* **Texto proporcionado**

************

4. Voluntad universal de salvación. La formulación clásica de esta verdad es de S. Pablo (1 Tim 2,4); pero. la expresan también de otras maneras los profetas, los Evangelios y las epístolas apostólicas. Dios no quiere que muera el pecador, sino que se salve (cfr. Ez 33,11); por haber padecido en la cruz, atrajo a todos a sí (cfr. lo 12,32); Cristo es propiciación por los pecados de todo el mundo (cfr. 1 lo 2,2). Esta verdad, tantas veces y de tantas maneras repetida en la S. E., es fundamental en la dogmática cristiana. La voluntad salvadora universal no es una veleidad ni un simple deseo inoperante. Es una voluntad sincera, en la que van implicados los hechos mediante la donación que Dios no deja de hacer de los medios salvadores. No está, sin embargo, garantizada la eficacia infalible de todos los medios, porque se trata de medios con los que Dios quiere que el hombre libremente coopere, y en ocasiones falla la cooperación, malográndose así la salvación. El Apóstol, al afirmar esta voluntad salvadora divina en 1 Tim, avala su afirmación con dos razones de peso: a priori una; la otra a posteriori (cfr. 1 Tim 2,5-6). Se refiere en primer lugar a la unicidad de Dios, si hubiera muchos dioses podrían distribuirse entre ellos la conducción de los hombres a buen fin; al ser uno solo, su voluntad alcanza a todos. Y añade que ese único Dios ha demostrado su voluntad universal de s. entregando a su Hijo para que llevara a cabo esta s. querida, y entregándolo sin reservas, hasta la muerte.
Algunos autores a lo largo de la historia han minimizado esta universalidad de la voluntad salvadora divina diciendo que se trata de una totalidad moral, en la que siempre caben excepciones; en cuyo caso se podría decir que de hecho algunos habrán quedado excluidos de la voluntad salvadora. Pero no es éste el sentido de la universalidad a la que se refieren S. Pablo y los demás Apóstoles. Dios quiere la s. de todos y la de cada uno (1 lo 2,2).
Esta verdad se enfrenta con hechos que parecen dejarla en entredicho. Si la voluntad de s. es verdadera y sincera y la universalidad se refiere a todos y cada uno de los hombres, ¿cómo se explica que haya tantos a quienes no parece llegar ningún medio que pueda conducirlos a la gracia y luego a la gloria? La pregunta mira principalmente a dos zonas inmensas: una, la de los paganos que viven y mueren sin tener la menor noticia del Evangelio; otra, la de los seres humanos que han fallecido en tierras cristianas, físicamente imposibilitados de recibir la regeneración bautismal, es decir, los niños que mueren antes de nacer. ¿Puede hablarse de una verdadera y sincera voluntad divina de salvar a todos éstos?

************

* **Información extraída**
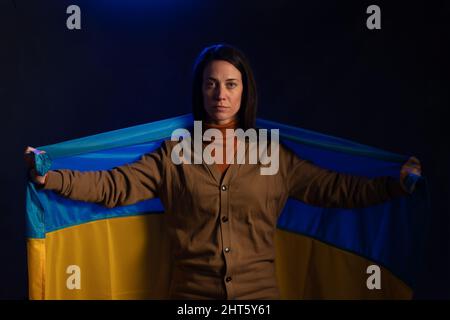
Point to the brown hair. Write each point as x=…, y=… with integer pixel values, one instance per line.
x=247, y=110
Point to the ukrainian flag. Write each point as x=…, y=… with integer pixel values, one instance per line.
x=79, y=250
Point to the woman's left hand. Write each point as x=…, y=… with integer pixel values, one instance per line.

************

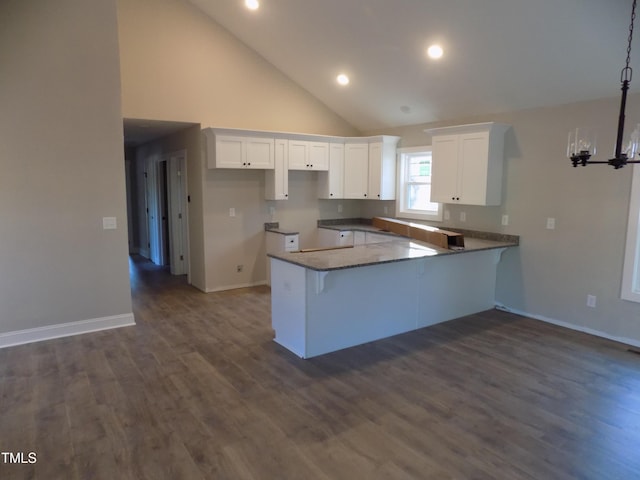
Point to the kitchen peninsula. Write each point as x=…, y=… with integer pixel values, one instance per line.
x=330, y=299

************

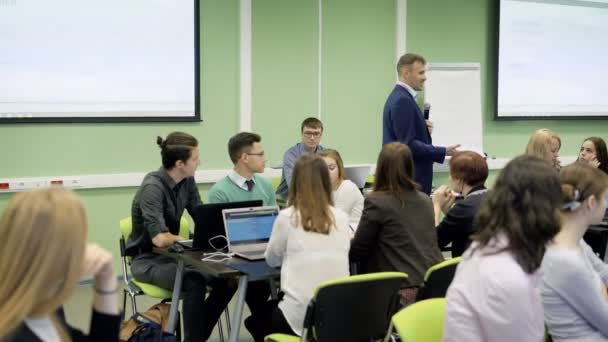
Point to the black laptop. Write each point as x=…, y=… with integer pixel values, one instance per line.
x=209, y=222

************

* **Tarea**
Según el texto sobre la voluntad universal de salvación, además de San Pablo, ¿quiénes expresan también esta verdad de otras maneras? Enuméralos todos, por favor. Los registros no tienen ningún papel aquí.

* **Respuesta completa**
- Los profetas
- Los Evangelios
- Las epístolas apostólicas